### Questions to answer
(A) In the passage on testosterone and low libido, what is a woman's testosterone level compared with a man's?
(B) Summarize the passage on testosterone and low libido in two sentences.
(C) Reproduce the passage on testosterone and low libido, starting with "My libido is" and going on through "decreased muscle mass.".

### Supplied passage
--- START ---

My libido is low since surgery, virtually non-existent in fact. I have heard about testosterone patches and implants; can you tell me a bit more about them?
While testosterone is generally considered a male hormone, it is also produced in women’s ovaries. The level of testosterone is 10 per cent of the level in men, and it rapidly declines during menopause, along with oestrogen and progesterone.
Some of the general effects of low testosterone in women are decreased sex drive (libido), decreased energy and decreased muscle mass.
There is evidence to support the use of testosterone for decreased libido, but it shouldn’t be used alone. Progesterone and oestrogen have opposing effects in the body so they need to be delicately balanced to maintain a woman’s health. So it’s important to get a referral to a specialist for hormone assessments through diagnostic tests.
Testosterone is available in synthetic or natural forms given as long-acting injections, implanted pellets, pills, skin patches or transdermal creams. Your specialist can discuss these with you.
It is well recognised that women who experience the menopause under the age of 40 have particular medical and psychological needs. In some centres menopause clinics are being held to address these needs, offering diagnostic and therapeutic options. Your clinical nurse specialist should be able to look into this for you.
If you were a patient of mine, I’d refer you to a fertility expert. They can look at what might be impacting on your loss of libido, and assess your suitability for a range of options that may help.

--- END ---

### Dataset content
--- START ---

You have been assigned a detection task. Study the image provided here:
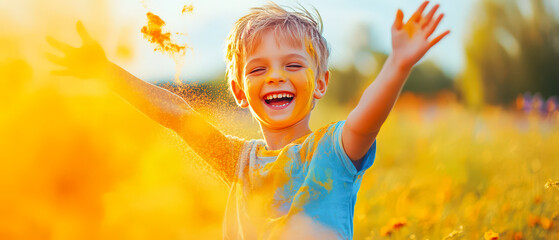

--- END ---

### Task-by-task outputs
(A) It is 10 per cent of the level in men.

(B) Women produce testosterone in their ovaries at about a tenth of men's level, and it declines rapidly during menopause, with low levels lowering sex drive, energy and muscle mass. Testosterone has evidence behind it for decreased libido but should not be used alone, so a specialist referral for hormone assessment is advised, and it comes in forms such as injections, implanted pellets, pills, skin patches and transdermal creams.

(C)
My libido is low since surgery, virtually non-existent in fact. I have heard about testosterone patches and implants; can you tell me a bit more about them?
While testosterone is generally considered a male hormone, it is also produced in women’s ovaries. The level of testosterone is 10 per cent of the level in men, and it rapidly declines during menopause, along with oestrogen and progesterone.
Some of the general effects of low testosterone in women are decreased sex drive (libido), decreased energy and decreased muscle mass.